▸ **Brief**
Output exactly the lines below, starting with the line that has "In this photo, where can the stadium seating" and going on through the line that has "Target: downspout pipe", both included, and no other lines.

▸ **Records provided**

************

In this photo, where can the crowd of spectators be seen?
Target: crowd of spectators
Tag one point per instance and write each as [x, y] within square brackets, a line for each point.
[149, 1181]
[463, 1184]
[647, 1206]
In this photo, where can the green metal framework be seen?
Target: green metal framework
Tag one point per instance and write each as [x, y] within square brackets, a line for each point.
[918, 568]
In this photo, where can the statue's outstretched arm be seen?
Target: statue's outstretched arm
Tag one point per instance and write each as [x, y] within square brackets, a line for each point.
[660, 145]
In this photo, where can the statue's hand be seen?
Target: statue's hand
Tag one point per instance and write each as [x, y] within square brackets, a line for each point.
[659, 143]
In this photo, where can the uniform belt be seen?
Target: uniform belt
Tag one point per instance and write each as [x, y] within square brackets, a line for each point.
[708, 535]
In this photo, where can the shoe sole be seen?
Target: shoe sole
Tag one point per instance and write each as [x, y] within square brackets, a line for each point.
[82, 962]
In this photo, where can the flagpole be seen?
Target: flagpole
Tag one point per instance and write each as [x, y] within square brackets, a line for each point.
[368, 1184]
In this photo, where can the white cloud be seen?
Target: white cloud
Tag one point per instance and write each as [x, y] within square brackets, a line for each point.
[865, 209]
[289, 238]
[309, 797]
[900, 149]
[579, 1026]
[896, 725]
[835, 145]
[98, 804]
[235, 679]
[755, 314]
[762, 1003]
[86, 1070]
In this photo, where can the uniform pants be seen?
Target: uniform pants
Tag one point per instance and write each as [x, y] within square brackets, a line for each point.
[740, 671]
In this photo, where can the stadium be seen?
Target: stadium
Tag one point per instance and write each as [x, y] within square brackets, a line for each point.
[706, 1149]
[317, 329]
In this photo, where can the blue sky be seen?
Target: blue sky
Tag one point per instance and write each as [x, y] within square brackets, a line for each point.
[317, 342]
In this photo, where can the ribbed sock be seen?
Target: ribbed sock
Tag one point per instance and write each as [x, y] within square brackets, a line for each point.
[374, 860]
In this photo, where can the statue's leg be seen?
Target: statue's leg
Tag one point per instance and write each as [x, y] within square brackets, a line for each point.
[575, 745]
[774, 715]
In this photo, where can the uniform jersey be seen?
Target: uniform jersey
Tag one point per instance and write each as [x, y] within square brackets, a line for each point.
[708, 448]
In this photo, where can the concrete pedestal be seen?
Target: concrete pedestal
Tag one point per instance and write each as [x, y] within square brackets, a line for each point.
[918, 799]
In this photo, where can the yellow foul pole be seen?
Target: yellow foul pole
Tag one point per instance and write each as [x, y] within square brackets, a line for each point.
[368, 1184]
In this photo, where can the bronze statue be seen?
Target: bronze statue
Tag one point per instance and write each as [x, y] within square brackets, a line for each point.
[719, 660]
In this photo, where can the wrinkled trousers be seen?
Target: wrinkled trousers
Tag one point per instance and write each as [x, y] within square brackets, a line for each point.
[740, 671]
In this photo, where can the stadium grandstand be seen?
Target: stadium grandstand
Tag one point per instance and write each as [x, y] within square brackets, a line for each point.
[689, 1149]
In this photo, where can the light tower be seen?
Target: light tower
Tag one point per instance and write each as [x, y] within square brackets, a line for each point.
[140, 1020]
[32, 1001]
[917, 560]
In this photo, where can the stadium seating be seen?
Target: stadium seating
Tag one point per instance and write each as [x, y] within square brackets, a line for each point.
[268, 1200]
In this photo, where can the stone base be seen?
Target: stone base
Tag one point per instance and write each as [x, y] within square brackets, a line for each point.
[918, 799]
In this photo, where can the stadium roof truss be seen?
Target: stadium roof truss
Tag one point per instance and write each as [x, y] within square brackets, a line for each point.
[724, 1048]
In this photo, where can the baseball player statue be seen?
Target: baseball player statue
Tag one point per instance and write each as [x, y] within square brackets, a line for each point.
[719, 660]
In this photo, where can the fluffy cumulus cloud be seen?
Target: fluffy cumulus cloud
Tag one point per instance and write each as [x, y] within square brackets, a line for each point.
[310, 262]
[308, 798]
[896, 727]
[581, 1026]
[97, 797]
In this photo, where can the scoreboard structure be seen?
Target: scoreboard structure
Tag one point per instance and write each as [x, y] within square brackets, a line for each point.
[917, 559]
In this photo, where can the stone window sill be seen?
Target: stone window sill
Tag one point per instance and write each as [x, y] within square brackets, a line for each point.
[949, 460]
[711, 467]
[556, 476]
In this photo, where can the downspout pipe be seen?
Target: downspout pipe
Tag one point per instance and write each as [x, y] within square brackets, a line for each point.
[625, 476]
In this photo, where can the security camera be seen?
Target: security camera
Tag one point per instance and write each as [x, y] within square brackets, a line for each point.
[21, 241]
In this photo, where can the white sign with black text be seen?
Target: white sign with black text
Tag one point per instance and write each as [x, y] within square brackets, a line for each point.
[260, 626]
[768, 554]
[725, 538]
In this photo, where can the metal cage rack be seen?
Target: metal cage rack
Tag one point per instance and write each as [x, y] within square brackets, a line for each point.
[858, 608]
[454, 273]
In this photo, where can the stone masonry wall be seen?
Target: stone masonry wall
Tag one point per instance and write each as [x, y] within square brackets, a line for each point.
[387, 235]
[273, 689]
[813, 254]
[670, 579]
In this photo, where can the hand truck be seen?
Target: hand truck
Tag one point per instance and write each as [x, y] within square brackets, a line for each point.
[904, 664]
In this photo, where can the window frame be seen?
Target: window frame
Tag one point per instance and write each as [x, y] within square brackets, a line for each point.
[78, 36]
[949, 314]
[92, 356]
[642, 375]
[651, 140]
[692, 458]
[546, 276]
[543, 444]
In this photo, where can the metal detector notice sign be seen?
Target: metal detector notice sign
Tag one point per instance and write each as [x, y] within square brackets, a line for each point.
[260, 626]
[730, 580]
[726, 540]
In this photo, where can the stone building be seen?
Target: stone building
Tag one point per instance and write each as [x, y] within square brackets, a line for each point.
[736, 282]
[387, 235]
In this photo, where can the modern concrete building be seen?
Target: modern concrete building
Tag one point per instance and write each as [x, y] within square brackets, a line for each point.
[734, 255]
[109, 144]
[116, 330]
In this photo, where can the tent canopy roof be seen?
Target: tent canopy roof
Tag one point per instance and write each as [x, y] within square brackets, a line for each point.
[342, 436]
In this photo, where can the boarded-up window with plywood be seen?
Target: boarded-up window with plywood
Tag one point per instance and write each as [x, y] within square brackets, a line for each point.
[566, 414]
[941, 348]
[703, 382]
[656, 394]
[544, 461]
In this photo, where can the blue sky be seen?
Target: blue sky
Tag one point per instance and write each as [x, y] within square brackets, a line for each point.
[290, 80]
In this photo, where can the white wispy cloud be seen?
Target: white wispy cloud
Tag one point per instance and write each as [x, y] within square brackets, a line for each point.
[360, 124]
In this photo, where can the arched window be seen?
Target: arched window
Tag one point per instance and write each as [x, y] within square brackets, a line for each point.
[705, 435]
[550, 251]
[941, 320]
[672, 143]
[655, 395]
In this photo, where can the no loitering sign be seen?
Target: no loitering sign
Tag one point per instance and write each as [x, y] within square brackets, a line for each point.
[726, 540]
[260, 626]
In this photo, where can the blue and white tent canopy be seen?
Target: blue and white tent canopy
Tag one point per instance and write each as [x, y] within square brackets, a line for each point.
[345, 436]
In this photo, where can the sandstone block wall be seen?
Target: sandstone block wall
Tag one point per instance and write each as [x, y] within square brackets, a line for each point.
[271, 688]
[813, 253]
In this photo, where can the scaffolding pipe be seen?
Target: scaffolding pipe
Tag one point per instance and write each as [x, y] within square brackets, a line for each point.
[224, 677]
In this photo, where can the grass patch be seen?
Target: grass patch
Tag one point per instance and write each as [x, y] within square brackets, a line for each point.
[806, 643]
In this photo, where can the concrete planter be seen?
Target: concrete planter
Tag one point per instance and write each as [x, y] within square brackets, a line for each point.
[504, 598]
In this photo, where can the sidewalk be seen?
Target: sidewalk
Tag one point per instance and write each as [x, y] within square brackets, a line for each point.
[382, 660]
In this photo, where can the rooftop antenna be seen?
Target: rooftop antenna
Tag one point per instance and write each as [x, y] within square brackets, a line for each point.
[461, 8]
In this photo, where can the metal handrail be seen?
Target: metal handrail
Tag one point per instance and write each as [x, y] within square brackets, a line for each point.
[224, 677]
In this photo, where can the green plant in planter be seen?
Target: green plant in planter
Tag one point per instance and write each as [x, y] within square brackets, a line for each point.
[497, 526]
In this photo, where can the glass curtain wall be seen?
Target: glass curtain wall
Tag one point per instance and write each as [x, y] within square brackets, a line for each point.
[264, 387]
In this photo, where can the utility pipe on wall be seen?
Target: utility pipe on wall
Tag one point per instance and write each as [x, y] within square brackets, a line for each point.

************

▸ **Exercise answer**
In this photo, where can the stadium seating be seen?
Target: stadium seating
Tag one point per instance and write each as [x, y] within square brackets, a line for each point.
[268, 1200]
In this photo, where can the stone base be seen?
Target: stone base
Tag one point per instance and write each as [x, y] within square brackets, a line for each point.
[918, 799]
In this photo, where can the stadium roof truss be seen?
Target: stadium roof truss
Tag one point per instance and write each as [x, y] within square brackets, a line for each point.
[724, 1048]
In this photo, where can the baseball player statue be seen?
Target: baseball player statue
Tag one point per instance and write each as [x, y] within square brackets, a line for each point.
[719, 660]
In this photo, where can the fluffy cumulus cloud be seen?
Target: fluffy cumulus cloud
Tag one point per instance and write each as [x, y] within square brackets, a line for each point.
[310, 262]
[308, 798]
[896, 727]
[581, 1026]
[97, 797]
In this photo, where can the scoreboard structure be seen?
Target: scoreboard structure
Tag one point per instance and write each as [x, y] within square brackets, a line for each point.
[917, 559]
In this photo, where can the stone window sill be seen?
Target: stone window sill
Tag one point per instance and write each as [x, y] within square brackets, a line for each point.
[949, 460]
[711, 467]
[556, 476]
In this photo, where can the downspout pipe be seen?
Target: downspout pipe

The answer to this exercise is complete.